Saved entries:
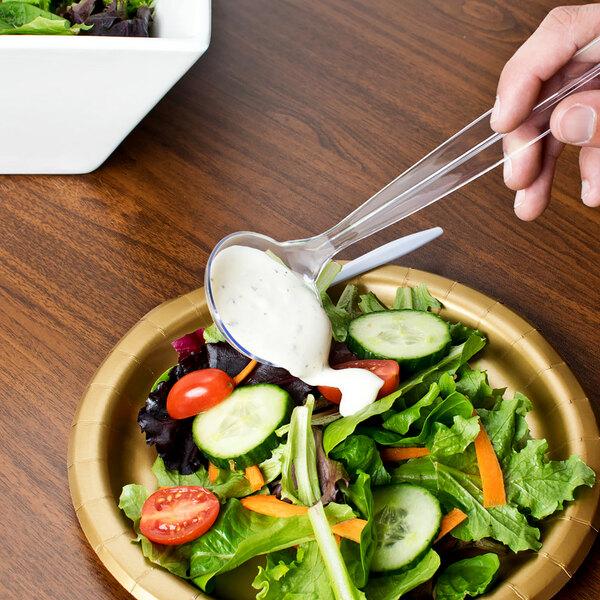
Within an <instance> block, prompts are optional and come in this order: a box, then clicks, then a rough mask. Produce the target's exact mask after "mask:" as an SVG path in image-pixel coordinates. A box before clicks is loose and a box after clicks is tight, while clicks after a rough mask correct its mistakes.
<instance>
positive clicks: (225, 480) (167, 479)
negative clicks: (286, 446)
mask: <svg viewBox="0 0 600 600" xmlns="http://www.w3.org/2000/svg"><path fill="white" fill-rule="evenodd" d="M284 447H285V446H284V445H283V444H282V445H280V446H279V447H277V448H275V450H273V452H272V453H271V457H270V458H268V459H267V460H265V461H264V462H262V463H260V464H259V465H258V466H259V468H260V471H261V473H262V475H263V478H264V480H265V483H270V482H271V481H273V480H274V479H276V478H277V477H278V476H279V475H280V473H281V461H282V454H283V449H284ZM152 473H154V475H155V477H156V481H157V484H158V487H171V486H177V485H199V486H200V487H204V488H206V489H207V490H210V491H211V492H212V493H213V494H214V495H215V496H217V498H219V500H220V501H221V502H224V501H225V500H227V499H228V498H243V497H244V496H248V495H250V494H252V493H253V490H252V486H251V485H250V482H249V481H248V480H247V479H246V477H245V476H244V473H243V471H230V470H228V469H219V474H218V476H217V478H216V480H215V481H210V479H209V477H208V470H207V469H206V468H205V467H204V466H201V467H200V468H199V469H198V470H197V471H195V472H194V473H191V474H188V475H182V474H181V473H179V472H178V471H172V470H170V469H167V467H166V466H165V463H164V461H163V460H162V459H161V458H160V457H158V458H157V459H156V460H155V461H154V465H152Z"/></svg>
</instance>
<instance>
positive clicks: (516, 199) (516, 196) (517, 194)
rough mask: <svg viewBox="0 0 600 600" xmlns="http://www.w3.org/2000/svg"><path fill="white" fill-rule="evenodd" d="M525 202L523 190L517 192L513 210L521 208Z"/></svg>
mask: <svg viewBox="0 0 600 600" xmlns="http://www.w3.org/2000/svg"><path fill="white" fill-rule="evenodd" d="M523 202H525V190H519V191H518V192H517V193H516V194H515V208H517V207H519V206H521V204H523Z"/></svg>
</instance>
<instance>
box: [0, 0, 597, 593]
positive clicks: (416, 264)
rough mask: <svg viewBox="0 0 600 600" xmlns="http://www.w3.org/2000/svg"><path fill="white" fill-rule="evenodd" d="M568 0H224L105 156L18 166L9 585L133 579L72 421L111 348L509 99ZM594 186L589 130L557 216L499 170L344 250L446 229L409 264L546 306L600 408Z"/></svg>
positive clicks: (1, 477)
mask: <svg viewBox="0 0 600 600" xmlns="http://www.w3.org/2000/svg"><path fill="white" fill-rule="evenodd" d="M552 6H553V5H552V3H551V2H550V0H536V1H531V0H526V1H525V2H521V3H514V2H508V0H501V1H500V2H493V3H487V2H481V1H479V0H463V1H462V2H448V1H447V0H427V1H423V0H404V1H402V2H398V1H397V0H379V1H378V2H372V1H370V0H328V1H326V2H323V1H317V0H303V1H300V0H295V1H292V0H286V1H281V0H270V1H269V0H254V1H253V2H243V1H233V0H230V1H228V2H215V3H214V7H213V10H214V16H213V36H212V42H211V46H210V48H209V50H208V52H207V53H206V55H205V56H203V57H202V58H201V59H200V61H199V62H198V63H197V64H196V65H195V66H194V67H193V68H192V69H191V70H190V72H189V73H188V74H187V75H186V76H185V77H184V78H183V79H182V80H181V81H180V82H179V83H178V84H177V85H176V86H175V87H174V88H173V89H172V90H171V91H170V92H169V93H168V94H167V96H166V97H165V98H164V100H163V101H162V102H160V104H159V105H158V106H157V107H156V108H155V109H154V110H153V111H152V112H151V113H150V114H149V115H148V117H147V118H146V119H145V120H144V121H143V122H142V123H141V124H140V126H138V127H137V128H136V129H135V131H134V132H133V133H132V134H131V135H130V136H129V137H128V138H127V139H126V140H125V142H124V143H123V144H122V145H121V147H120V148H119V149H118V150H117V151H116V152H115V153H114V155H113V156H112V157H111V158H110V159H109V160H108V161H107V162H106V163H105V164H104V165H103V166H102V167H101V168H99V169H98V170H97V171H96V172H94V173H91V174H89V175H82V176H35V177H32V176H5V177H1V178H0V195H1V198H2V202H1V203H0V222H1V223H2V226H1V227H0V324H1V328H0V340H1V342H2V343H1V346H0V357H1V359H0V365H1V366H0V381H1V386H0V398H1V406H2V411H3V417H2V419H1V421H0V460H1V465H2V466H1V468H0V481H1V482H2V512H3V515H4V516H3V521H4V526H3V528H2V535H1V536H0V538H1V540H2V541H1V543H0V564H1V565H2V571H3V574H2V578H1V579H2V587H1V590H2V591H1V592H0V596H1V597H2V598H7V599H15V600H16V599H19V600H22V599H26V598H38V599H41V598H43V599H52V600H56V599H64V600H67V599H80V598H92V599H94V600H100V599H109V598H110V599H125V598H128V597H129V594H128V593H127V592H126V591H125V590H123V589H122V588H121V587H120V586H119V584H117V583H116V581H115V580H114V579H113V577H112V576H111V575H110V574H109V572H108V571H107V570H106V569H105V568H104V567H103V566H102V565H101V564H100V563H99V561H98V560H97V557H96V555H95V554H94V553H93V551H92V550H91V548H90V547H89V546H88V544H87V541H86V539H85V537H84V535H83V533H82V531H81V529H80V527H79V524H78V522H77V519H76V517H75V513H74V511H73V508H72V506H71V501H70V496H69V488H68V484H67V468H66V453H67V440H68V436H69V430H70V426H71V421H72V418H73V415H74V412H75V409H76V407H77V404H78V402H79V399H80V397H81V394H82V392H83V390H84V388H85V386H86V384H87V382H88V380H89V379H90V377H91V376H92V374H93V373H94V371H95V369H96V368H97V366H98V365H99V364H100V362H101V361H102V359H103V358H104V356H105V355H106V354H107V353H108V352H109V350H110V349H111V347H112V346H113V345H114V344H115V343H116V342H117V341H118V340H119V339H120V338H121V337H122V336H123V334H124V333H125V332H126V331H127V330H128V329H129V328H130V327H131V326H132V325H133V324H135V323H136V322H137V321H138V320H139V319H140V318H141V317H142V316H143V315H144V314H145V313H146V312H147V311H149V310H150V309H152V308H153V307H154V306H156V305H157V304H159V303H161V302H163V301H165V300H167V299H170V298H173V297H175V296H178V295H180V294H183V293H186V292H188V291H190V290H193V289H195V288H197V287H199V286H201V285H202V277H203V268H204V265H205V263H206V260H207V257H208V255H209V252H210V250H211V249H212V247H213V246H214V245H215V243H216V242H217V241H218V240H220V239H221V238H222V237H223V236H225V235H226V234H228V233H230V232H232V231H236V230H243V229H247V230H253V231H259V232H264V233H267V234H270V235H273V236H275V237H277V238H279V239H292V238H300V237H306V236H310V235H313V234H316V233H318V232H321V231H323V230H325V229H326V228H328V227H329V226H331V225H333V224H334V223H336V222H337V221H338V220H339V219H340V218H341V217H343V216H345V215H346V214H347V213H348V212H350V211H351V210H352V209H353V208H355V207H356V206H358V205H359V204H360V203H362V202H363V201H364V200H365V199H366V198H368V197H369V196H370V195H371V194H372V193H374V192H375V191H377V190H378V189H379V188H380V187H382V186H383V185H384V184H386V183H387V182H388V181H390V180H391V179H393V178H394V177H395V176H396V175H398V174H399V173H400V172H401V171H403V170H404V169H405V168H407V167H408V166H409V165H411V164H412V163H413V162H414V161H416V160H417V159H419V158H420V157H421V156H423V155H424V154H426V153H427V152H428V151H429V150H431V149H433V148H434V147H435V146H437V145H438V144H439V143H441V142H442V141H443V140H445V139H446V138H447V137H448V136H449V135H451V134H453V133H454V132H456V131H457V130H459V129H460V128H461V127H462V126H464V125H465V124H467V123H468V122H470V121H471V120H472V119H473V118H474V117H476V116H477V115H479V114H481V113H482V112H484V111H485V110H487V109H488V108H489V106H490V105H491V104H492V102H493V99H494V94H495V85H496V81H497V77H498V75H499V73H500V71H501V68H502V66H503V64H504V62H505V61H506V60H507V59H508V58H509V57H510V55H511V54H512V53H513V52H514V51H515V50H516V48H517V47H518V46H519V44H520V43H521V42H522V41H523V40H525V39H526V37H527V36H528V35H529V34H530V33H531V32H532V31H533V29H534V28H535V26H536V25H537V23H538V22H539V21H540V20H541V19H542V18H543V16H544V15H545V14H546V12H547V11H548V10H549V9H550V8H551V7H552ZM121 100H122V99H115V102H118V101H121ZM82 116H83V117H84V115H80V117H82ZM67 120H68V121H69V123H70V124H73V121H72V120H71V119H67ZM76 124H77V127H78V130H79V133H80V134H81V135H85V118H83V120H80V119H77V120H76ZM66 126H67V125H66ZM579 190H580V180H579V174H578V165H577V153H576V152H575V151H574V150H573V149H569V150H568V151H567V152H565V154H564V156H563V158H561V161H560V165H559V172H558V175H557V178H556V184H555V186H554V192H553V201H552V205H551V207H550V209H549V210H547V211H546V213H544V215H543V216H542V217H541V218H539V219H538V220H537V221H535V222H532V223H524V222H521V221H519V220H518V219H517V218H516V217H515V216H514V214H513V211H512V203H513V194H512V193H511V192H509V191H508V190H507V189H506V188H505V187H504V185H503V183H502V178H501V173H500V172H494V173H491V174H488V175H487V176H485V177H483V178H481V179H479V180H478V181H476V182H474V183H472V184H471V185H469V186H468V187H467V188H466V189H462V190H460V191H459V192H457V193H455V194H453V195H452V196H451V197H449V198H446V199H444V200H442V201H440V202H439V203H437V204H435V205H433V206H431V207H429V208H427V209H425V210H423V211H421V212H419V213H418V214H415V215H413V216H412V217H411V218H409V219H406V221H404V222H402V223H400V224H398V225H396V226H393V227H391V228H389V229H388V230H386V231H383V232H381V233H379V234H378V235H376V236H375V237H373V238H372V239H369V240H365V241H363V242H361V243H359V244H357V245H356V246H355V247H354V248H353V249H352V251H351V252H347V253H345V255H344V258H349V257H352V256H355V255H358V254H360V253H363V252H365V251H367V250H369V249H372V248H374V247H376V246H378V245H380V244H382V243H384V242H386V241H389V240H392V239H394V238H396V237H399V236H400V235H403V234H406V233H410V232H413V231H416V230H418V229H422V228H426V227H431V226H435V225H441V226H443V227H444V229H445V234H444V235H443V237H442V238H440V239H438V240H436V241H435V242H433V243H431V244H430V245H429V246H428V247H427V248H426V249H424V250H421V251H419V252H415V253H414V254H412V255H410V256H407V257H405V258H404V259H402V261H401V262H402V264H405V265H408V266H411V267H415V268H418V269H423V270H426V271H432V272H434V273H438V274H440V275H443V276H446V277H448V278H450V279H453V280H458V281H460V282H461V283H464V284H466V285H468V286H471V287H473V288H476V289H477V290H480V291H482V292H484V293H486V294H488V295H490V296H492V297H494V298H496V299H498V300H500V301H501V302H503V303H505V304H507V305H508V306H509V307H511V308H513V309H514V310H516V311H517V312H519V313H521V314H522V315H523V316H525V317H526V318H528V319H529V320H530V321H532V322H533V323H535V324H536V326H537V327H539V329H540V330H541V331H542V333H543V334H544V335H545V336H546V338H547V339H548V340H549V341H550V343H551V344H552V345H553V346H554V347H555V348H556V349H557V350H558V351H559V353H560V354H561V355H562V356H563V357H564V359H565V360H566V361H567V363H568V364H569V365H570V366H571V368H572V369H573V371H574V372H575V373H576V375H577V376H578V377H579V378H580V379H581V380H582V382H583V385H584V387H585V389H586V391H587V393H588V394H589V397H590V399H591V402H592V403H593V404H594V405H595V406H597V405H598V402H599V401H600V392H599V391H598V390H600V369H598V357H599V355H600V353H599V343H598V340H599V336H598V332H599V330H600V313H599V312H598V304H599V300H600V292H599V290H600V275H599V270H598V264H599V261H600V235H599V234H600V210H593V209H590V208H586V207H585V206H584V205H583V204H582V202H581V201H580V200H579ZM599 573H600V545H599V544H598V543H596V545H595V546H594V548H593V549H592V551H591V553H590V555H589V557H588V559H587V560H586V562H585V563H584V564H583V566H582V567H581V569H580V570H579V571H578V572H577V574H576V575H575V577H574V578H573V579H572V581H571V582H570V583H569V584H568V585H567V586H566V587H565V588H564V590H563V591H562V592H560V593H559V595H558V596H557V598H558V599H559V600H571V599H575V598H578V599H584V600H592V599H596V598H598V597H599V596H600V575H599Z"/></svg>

■ Required action: Wherever the string "positive" appears in the entries above, return the line it appears on.

■ Exercise response:
positive clicks: (225, 480) (167, 479)
positive clicks: (516, 199) (516, 196) (517, 194)
positive clicks: (416, 264)
positive clicks: (1, 477)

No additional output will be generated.